Saturday 29 September 2012

Ethiopia (2): Heading North

The rain in Ethiopia stays mostly on the plain.  Or the mountain.  Or the city.
A week is a long time in Addis Ababa.   Twice a day, the city is saturated with rain (very this season) but otherwise is sprinkled with comparatively few tourist attractions.  This is no Paris, London, Tokyo or Sydney.  Established in1886, quite recent really, the 'New Flower' (as her name translates) seems to lack the many distinct districts - areas of contrasting history or character - that make a Buenos Aires and those other capital cities so enchanting.  And if you've seen one part, you've seen most of Addis: the bland part, that is.  Or at least, this is what I tell myself, to make me feel better about neglecting to look harder for the city's soul.

To be fair, Lucy lives here.  Lucy is the name of the 3.2 million year old skeletal remains discovered in Ethiopia in 1974, thus putting the country in a position near the bottom of the evolutionary ladder - the bottom rungs being the oldest and most prestigious, for once.  Lucy was, perhaps, a missing step in the increasingly upright progression from ape to hominid to human, and thence back down to estate agent.



I pass Lucy's home, in the National Museum, on the way to and from and to and from the Egyptian Embassy.  I'm cheered by my success in obtaining another necessary visa to help me travel further north, but disappointed to not find time to ape the behaviour of fresh-faced tourists and actually visit the most noteworthy girl in town.  I could have read about her from where you're sitting now.  My disappointment is growing.

I also fail to register other museums and monuments that I may have passed, as this would puncture the illusion I've started to spin.  Addis' bloody history, for example, was there to be visited:

Yekatit 12 Monument
Rising dramatically from Siddist Kilo is this moving monument to the thousands of innocent Ethiopians killed by the Italians as retribution for the attempt on Viceroy Graziani’s life on 19 February 1937. Graphic depictions of the three-day massacre are captured in bronze and envelop the lower half of the marble obelisk.

| GIVEN MATERIAL |
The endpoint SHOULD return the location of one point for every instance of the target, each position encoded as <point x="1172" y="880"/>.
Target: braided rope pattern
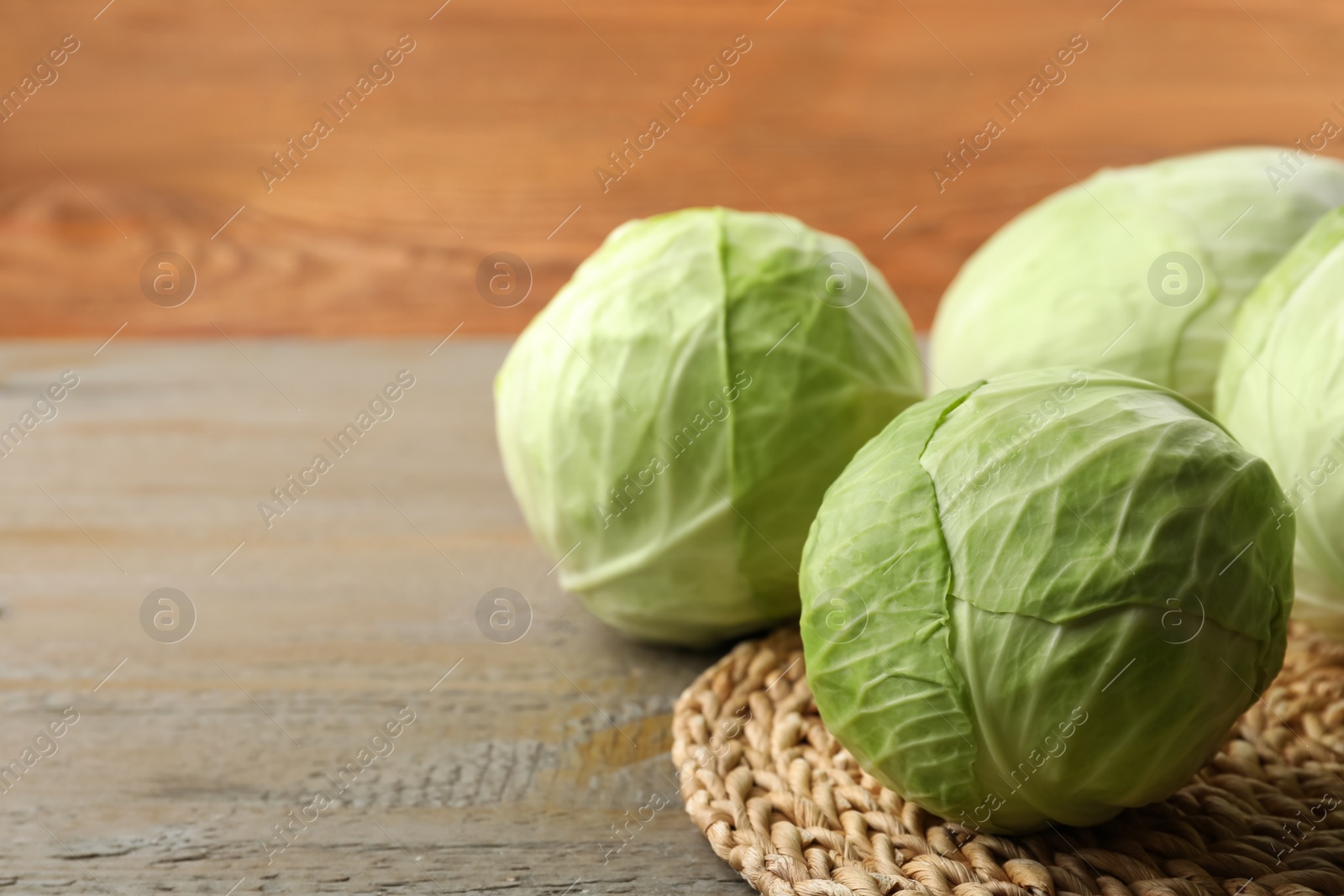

| REQUIRED WORK |
[1] In the Ethiopia travel post, swap "obelisk" for "column" and write out the passage starting at "Yekatit 12 Monument" and ending at "the marble obelisk.".
[2] Decide whether each statement agrees with the Ethiopia travel post, answering yes or no and quoting the words that settle it: (a) Lucy's remains were discovered in Ethiopia in 1974. (b) The writer visits Lucy at the National Museum. (c) The massacre remembered by the Yekatit 12 Monument lasted three days.
[3] Continue the Ethiopia travel post from its final sentence.
The data that comes after the Ethiopia travel post has no connection to it.

| OUTPUTS BY TASK |
[1]
Yekatit 12 Monument
Rising dramatically from Siddist Kilo is this moving monument to the thousands of innocent Ethiopians killed by the Italians as retribution for the attempt on Viceroy Graziani’s life on 19 February 1937. Graphic depictions of the three-day massacre are captured in bronze and envelop the lower half of the marble column.

[2]
(a) Yes: "discovered in Ethiopia in 1974"
(b) No: "disappointed to not find time to ape the behaviour of fresh-faced tourists and actually visit the most noteworthy girl in town"
(c) Yes: "the three-day massacre"

[3]
Another, towering monument - the Derg Monument - reminds those who visit about the sad chapter of Communist rule over Ethiopia, between 1974 and 1991.  The socialist experiment finally fell apart, but not before an estimated 100,000 political opponents had been killed and thousands had fled abroad, in 1977.  Hundreds of thousands also died in the famine that followed the 1984-5 drought, with the government's mismanagement of disaster relief programmes blamed for exacerbating the situation.  Pressed for time, or ignoring any distraction, I don't visit this monument either, of course.

Between rain storms Ethiopia has some exceptionally lovely scenery - photos are inadequate I'm afraid!

Although I diligently read the rest of the Lonely Planet guide, the city and it's historical place within the country remains on the page.  Neither I nor any of the other travellers venture out to visit the huge sprawling Merkato (market), wander the Piazza or sample the nightlife - even when a national festival shuts shops and sends the people into the streets and parks to celebrate.  Clearly, we're all a bit jaded by our time on the road.  Gone is the boundless enthusiasm to immerse in local culture.  We'd rather sit at plastic tables and order another Fanta.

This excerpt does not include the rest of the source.